* _Required work_
Can you reproduce the passage on fear that follows, word for word and in full?

* _Reading passage_
Today I want to talk about fear. I don't know that I've ever felt as much fear in my life as I have experienced in the past two and a half years. Actually, I'll go all the way back to the beginning of my pregnancy.
I wasn't particularly worried about my pregnancy, ironically, but there was definitely a lot of fear about many other things. I've always been a little neurotic so Tom and I were both worried about how I would handle the additional stress and time constraints of a child. For no particular reason, I had some worries about post-partum depression. I worried I wouldn't be able to lose the weight I gained after having just come off being in the best shape of my life for my competition. I worried about how a baby would impact our finances, our time together, and endless other things. And of course I worried about the actual process of childbirth.
Tera herself really only gave me one scare and that was around eleven weeks. My doctor had told me I could maybe expect to hear a heartbeat at one of my visits and when he couldn't hear it, despite the fact that he told me it might be early, I freaked out. I was so worried something was wrong that I scheduled my next appointment a week earlier than I needed to. When I heard that insanely fast little heartbeat, I felt myself finally breathe again. As I walked out of my doctor's office that day, I told Tera, out loud, that she should never scare me like that again. If I had only known...

* _Extracted data_
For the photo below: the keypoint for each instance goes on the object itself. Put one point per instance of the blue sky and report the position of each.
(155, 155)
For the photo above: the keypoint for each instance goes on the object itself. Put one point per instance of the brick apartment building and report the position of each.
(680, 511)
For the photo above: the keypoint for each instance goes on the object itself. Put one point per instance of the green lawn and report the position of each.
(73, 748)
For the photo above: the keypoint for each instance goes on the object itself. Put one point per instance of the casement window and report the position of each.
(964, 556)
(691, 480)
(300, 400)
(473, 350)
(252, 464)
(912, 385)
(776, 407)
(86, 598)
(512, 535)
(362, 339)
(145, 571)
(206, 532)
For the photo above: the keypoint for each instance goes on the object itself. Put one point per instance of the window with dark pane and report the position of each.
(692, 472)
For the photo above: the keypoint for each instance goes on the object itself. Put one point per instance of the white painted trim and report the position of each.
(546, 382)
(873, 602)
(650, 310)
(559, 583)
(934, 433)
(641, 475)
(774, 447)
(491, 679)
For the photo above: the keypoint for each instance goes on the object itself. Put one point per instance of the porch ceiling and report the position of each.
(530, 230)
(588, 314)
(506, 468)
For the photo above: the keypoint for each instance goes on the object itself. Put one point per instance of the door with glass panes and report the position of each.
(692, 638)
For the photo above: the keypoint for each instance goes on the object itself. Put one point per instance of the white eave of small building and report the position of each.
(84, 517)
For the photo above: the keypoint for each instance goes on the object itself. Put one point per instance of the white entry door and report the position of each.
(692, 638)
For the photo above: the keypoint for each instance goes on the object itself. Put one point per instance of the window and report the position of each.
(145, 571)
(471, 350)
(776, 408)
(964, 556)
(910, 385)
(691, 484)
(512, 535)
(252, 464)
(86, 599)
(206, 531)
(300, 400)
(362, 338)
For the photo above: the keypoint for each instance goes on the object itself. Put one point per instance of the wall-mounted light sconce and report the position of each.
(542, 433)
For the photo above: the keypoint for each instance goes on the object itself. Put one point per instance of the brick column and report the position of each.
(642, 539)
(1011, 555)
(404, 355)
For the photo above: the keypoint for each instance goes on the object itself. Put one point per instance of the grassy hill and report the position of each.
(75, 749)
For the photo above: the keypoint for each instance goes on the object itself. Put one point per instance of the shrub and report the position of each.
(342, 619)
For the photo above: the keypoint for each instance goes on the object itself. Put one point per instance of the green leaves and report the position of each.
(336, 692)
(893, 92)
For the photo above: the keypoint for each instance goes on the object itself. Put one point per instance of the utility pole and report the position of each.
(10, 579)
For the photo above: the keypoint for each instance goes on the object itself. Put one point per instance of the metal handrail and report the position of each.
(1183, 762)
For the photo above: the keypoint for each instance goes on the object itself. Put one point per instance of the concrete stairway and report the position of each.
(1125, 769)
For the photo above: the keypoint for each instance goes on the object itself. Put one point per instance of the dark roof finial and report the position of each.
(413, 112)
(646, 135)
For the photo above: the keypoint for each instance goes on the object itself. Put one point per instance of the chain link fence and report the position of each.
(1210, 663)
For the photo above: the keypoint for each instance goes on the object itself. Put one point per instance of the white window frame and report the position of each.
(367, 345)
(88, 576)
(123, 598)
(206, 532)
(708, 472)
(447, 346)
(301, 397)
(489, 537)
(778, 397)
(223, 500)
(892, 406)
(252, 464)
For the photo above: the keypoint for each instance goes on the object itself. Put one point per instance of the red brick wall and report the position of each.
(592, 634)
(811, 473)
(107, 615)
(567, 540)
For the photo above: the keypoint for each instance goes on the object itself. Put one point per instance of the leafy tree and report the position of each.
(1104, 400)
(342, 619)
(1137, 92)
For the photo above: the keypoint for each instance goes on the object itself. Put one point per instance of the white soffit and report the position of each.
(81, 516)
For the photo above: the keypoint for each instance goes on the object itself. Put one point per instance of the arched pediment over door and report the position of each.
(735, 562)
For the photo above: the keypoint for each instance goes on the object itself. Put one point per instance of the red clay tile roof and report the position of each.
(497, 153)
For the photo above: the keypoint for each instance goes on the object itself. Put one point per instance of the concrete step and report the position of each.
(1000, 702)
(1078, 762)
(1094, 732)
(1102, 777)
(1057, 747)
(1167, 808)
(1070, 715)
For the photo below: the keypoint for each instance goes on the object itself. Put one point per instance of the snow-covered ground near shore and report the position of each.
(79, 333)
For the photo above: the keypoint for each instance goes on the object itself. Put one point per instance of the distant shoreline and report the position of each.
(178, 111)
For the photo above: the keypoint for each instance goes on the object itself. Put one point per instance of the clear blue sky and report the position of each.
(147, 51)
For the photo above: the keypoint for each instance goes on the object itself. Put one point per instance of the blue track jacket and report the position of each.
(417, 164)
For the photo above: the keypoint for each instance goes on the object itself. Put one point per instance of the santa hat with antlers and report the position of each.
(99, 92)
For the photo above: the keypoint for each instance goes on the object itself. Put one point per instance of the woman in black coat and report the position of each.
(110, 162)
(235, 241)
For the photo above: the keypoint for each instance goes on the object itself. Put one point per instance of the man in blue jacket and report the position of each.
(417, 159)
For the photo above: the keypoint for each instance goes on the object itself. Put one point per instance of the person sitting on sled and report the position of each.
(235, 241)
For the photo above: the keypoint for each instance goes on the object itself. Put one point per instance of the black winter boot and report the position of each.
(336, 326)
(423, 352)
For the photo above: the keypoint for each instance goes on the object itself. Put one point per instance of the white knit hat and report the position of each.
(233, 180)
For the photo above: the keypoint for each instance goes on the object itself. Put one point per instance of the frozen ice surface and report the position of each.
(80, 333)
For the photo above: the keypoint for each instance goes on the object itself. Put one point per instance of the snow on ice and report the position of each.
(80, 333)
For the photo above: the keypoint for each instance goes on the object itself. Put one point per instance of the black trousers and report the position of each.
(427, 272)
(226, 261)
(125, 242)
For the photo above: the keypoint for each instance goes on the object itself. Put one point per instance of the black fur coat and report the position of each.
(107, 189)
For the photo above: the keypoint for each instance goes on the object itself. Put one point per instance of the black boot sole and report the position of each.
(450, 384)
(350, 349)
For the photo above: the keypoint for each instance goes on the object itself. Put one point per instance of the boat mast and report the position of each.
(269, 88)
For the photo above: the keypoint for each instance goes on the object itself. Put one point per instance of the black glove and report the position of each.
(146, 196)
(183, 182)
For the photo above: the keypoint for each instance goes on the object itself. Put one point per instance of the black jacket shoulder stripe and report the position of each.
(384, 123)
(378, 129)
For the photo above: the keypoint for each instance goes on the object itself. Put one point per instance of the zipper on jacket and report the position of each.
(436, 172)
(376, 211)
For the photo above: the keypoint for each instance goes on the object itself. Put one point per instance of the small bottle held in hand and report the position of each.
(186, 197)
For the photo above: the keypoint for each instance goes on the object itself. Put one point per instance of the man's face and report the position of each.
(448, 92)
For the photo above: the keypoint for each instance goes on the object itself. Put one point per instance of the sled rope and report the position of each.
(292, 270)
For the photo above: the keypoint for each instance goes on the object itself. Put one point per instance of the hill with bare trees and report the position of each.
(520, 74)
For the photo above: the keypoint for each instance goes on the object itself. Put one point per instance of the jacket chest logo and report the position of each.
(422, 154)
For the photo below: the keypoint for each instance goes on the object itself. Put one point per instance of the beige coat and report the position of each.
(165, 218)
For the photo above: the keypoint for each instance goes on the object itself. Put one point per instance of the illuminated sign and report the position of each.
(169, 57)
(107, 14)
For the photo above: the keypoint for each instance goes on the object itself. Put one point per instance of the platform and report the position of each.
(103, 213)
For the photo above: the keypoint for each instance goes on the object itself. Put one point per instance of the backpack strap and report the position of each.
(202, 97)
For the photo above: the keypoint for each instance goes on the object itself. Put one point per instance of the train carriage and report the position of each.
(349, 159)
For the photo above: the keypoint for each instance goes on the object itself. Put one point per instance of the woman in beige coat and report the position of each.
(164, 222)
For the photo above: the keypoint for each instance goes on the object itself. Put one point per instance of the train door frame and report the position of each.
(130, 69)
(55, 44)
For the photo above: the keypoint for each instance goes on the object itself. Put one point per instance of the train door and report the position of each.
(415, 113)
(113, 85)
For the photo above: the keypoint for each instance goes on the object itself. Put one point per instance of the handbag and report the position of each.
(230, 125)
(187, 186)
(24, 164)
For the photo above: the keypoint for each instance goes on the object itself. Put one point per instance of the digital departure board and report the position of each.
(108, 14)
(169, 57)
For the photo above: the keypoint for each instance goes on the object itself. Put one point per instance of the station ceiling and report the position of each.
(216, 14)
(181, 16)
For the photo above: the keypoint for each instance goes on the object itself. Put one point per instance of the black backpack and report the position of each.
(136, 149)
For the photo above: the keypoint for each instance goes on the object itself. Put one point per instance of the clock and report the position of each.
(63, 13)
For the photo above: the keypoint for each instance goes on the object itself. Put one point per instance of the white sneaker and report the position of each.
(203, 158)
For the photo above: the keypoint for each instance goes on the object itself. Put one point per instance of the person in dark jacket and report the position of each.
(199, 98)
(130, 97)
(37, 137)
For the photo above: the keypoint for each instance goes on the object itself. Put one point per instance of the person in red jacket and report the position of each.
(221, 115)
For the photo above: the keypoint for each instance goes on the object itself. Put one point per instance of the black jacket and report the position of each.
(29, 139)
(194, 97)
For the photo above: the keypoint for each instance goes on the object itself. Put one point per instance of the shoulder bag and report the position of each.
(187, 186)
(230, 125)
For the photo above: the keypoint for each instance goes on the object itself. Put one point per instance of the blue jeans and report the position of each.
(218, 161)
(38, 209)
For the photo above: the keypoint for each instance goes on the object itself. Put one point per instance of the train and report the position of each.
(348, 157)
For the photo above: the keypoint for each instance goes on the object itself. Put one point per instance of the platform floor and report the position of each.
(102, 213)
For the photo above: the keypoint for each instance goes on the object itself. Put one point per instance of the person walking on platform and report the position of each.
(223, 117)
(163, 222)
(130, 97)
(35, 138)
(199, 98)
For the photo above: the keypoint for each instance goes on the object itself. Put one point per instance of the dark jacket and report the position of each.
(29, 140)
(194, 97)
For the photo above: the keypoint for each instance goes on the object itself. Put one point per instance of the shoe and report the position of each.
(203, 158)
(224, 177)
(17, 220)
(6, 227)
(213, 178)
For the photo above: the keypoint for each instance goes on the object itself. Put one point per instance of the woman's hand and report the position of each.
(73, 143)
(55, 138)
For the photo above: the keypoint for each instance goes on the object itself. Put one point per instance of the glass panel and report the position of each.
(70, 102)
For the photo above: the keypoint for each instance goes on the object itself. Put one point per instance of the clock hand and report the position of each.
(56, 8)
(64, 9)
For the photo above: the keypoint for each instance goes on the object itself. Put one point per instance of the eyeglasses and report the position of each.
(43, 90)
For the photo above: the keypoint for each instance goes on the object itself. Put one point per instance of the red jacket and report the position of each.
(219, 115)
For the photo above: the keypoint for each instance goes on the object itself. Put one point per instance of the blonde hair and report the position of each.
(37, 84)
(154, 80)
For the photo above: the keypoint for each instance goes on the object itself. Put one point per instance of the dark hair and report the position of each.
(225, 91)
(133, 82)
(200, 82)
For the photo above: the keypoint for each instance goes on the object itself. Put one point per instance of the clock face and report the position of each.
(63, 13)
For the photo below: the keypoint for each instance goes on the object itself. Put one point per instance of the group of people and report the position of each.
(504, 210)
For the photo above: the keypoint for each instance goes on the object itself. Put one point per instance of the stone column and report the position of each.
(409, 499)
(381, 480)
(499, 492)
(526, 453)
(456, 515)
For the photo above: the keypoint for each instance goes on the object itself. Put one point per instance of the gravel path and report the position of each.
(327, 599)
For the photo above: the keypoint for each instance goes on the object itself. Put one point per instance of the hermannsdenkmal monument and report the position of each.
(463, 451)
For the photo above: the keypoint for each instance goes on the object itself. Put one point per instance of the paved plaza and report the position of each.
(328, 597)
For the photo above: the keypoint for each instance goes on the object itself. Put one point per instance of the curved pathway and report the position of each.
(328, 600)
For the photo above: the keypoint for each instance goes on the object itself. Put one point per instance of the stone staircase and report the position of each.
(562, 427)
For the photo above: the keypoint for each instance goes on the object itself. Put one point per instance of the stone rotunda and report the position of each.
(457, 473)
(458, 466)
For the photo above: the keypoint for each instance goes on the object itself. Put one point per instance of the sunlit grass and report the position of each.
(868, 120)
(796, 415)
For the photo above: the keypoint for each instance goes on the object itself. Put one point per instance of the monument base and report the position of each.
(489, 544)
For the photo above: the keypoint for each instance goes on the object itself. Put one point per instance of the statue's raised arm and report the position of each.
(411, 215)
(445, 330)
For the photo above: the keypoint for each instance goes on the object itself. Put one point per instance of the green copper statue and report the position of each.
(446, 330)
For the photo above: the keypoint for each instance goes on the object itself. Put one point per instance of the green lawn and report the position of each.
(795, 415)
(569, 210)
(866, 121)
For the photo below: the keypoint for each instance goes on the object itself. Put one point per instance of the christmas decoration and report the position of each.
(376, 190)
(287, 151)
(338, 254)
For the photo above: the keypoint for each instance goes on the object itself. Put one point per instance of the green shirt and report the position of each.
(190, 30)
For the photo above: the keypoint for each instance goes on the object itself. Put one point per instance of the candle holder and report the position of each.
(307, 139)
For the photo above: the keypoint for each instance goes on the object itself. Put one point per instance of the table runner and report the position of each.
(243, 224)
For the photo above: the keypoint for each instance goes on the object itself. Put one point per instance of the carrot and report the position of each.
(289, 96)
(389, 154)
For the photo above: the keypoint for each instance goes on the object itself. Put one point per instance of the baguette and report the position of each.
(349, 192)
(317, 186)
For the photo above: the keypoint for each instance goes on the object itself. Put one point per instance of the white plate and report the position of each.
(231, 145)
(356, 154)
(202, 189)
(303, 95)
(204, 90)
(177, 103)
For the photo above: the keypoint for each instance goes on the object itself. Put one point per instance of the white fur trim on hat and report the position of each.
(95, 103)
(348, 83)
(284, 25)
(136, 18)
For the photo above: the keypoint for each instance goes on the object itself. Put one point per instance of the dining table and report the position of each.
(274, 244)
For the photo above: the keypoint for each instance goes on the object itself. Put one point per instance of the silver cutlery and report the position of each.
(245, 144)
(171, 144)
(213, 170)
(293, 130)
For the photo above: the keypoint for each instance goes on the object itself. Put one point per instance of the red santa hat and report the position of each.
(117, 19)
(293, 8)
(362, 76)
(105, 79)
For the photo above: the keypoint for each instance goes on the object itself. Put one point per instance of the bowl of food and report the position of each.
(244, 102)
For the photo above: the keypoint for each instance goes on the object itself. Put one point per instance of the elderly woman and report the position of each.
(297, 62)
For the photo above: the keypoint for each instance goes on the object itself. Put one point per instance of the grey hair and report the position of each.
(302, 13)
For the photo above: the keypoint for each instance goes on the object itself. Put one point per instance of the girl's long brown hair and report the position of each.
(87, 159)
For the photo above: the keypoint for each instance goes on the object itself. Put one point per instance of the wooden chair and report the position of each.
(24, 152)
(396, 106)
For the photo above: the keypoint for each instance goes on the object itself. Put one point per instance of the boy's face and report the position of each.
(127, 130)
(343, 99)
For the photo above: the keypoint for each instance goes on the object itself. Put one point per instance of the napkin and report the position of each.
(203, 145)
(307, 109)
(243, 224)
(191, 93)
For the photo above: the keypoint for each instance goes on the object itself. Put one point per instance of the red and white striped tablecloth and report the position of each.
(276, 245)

* _Written response_
Today I want to talk about fear. I don't know that I've ever felt as much fear in my life as I have experienced in the past two and a half years. Actually, I'll go all the way back to the beginning of my pregnancy.
I wasn't particularly worried about my pregnancy, ironically, but there was definitely a lot of fear about many other things. I've always been a little neurotic so Tom and I were both worried about how I would handle the additional stress and time constraints of a child. For no particular reason, I had some worries about post-partum depression. I worried I wouldn't be able to lose the weight I gained after having just come off being in the best shape of my life for my competition. I worried about how a baby would impact our finances, our time together, and endless other things. And of course I worried about the actual process of childbirth.
Tera herself really only gave me one scare and that was around eleven weeks. My doctor had told me I could maybe expect to hear a heartbeat at one of my visits and when he couldn't hear it, despite the fact that he told me it might be early, I freaked out. I was so worried something was wrong that I scheduled my next appointment a week earlier than I needed to. When I heard that insanely fast little heartbeat, I felt myself finally breathe again. As I walked out of my doctor's office that day, I told Tera, out loud, that she should never scare me like that again. If I had only known...